■ SET TASKS ■
1) From the passage on Poe and 1968, output everything from "Beautiful nightmares dwell" down to "its uncompromising villainy.".
2) Summarize the passage on Poe and 1968 in two sentences.
3) According to the passage on Poe and 1968, who smeared Poe's personal legacy?

[start of PASSAGE TO READ]

Beautiful nightmares dwell in the unconscious recesses of desires unfulfilled and fears realized. Horror gives viewers a way to wade through those delusions with careful audacity. The experience entices the meek and excitable alike to tread into otherwise shunned emotional pieces, especially when it comes to despair’s shadows. 1968 had a tight grasp on turning art into painful reminders as the year skipped from one new terror to the next. Summarizing the period’s woes would be no easy task for artists of the time. Surprisingly, a writer who had died over a hundred years earlier would emerge to tell the tale of a period that was all too consumed with its uncompromising villainy.

Edgar Allan Poe was a man ahead of his time. His stories seemed to transfix and disturb readers long before 1968 was a glimmer in history’s all-seeing eyes. Much like his woeful narrators, this master of the macabre was a misunderstood genius that found his personal legacy smeared by a vicious rival. In the zeal to destroy another human being, this ill-meaning scourge instead laid the backstory to build a legend. Although he never experienced cinema, there was a cinematic ambiance to Poe’s work. His influence was already finding ways to infiltrate mainstream consciousness through the usual routes. By the 1960s, the author’s works were taught in classrooms and idolized by the creatives who ran with equally dreadful notions. As the dark overtones of the decade came to an impasse with impracticable morals, the stories took on new meaning. They became as timely as they were timeless to the century which came before.

[end of PASSAGE TO READ]
[start of MATERIAL]

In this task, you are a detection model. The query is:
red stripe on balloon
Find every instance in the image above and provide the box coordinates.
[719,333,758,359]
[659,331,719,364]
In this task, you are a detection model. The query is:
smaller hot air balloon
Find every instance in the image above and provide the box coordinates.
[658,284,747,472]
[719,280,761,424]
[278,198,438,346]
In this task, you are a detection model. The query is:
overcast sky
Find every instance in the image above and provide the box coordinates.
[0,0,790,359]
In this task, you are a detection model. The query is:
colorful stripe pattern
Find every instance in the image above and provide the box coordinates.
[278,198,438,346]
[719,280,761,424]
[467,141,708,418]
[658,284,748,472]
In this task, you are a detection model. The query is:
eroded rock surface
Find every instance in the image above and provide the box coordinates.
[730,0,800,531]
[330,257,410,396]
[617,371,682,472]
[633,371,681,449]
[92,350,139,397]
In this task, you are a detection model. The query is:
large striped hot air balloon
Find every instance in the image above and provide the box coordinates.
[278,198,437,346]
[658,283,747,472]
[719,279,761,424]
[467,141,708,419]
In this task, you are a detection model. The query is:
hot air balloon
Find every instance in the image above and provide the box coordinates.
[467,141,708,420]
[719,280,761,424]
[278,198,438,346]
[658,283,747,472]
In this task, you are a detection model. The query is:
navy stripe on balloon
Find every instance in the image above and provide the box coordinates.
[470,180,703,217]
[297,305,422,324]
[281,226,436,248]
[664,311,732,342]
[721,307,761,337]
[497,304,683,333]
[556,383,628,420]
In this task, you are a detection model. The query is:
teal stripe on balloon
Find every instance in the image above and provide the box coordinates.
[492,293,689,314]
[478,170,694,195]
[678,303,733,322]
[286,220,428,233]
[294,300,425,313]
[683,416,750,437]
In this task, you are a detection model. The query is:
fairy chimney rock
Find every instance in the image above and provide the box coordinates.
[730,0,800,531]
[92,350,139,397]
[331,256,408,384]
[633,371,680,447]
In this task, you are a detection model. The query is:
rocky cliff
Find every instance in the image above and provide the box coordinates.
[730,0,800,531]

[end of MATERIAL]

■ WRITTEN ANSWERS ■
1)
Beautiful nightmares dwell in the unconscious recesses of desires unfulfilled and fears realized. Horror gives viewers a way to wade through those delusions with careful audacity. The experience entices the meek and excitable alike to tread into otherwise shunned emotional pieces, especially when it comes to despair’s shadows. 1968 had a tight grasp on turning art into painful reminders as the year skipped from one new terror to the next. Summarizing the period’s woes would be no easy task for artists of the time. Surprisingly, a writer who had died over a hundred years earlier would emerge to tell the tale of a period that was all too consumed with its uncompromising villainy.

2) The year 1968 moved from one new terror to the next, and a writer who had died over a hundred years earlier emerged to tell the tale of that period. That writer, Edgar Allan Poe, was a misunderstood genius whose works were taught in classrooms by the 1960s and took on new meaning as the decade's dark overtones deepened.

3) A vicious rival smeared it.